Reproduce all of the data below, requests included, and shift every answer coordinate by adding 102 to each of its numbers. Leave the pictures out of your answer.

◆ Collected data:

┌──

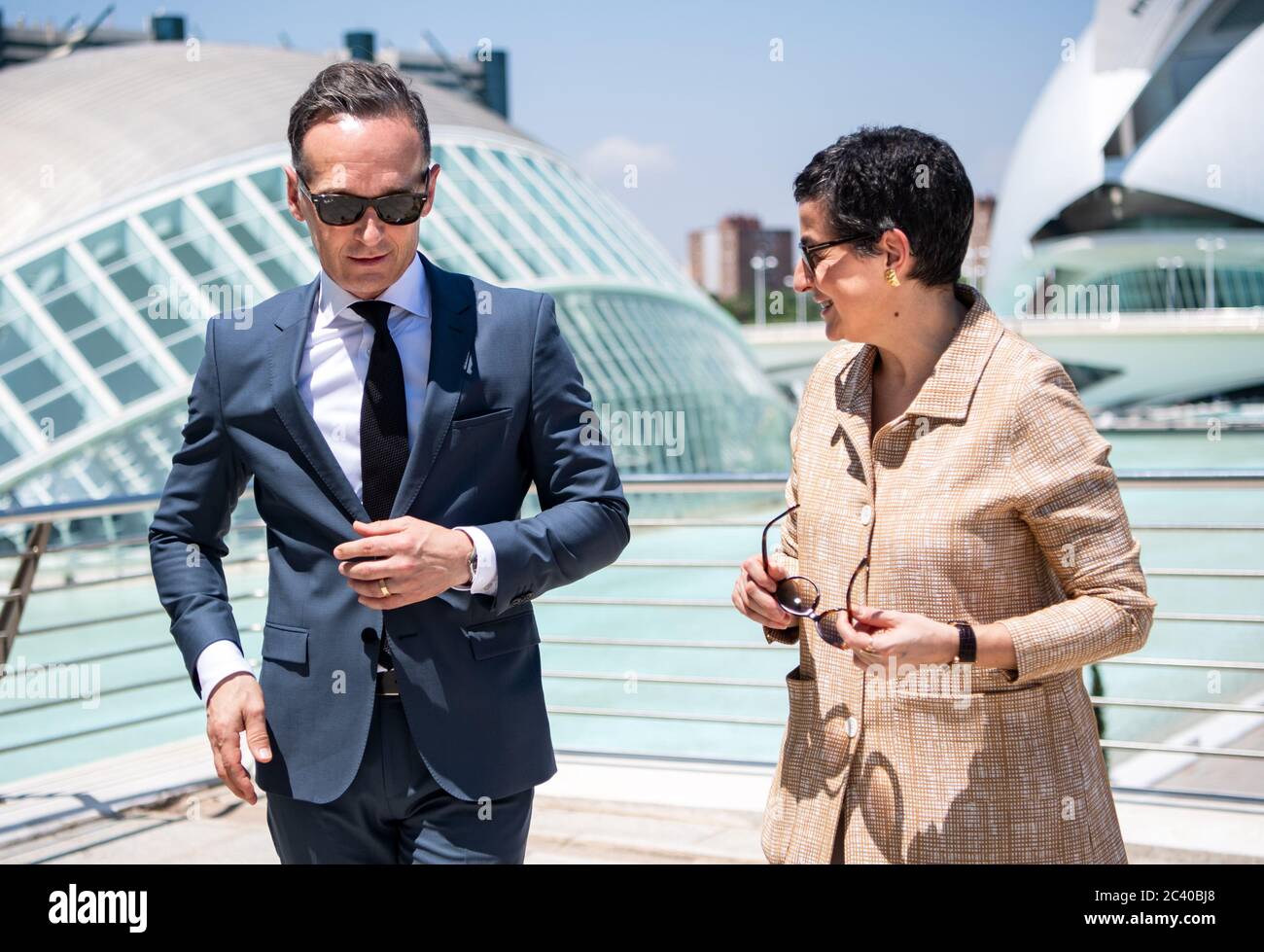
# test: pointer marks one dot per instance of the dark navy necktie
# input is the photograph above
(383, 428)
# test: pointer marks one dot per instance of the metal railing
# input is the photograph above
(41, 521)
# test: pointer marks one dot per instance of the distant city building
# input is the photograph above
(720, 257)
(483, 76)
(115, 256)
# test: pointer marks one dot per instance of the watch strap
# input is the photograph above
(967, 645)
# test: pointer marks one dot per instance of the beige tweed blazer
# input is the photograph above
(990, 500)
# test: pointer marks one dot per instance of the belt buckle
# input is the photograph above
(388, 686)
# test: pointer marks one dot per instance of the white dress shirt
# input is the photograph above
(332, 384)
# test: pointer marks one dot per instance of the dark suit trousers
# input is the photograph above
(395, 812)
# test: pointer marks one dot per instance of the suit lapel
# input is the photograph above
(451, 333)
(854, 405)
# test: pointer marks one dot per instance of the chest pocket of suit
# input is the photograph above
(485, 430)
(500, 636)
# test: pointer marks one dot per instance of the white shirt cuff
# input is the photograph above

└──

◆ Expected output:
# test: pointer marks one dot per instance of the dark navy necktie
# input is the photograph above
(485, 530)
# test: pointer marks one dot per instance of the metal railing
# input is the photograph above
(143, 623)
# test: pointer marks one dot per instance of the distant city building
# input is the photograph above
(822, 359)
(585, 178)
(217, 358)
# test: pointer marks one dot per instance of the watch strap
# input is the photograph above
(1069, 747)
# test: pointer marks one dot per instance of the beige tweed blazer
# input is the photograph above
(1092, 602)
# test: pointer marks one dot per instance of the belt buckle
# input is the photograph above
(490, 788)
# test: pointer marks one dot per instance of the white dress shirt
# input is the photograph above
(434, 486)
# test: pointer marks one dot per instance of the dark suit trousers
# input is the photograph above
(497, 914)
# test: pointer marks one dot per instance of the suit lapel
# input is the photograph above
(553, 435)
(956, 507)
# test: pointer marks one dot per instance of the chest pocket of suit
# input is the photograph above
(587, 532)
(602, 738)
# test: pointer marks one dot per instance of the white shirt cuff
# input is the photograph above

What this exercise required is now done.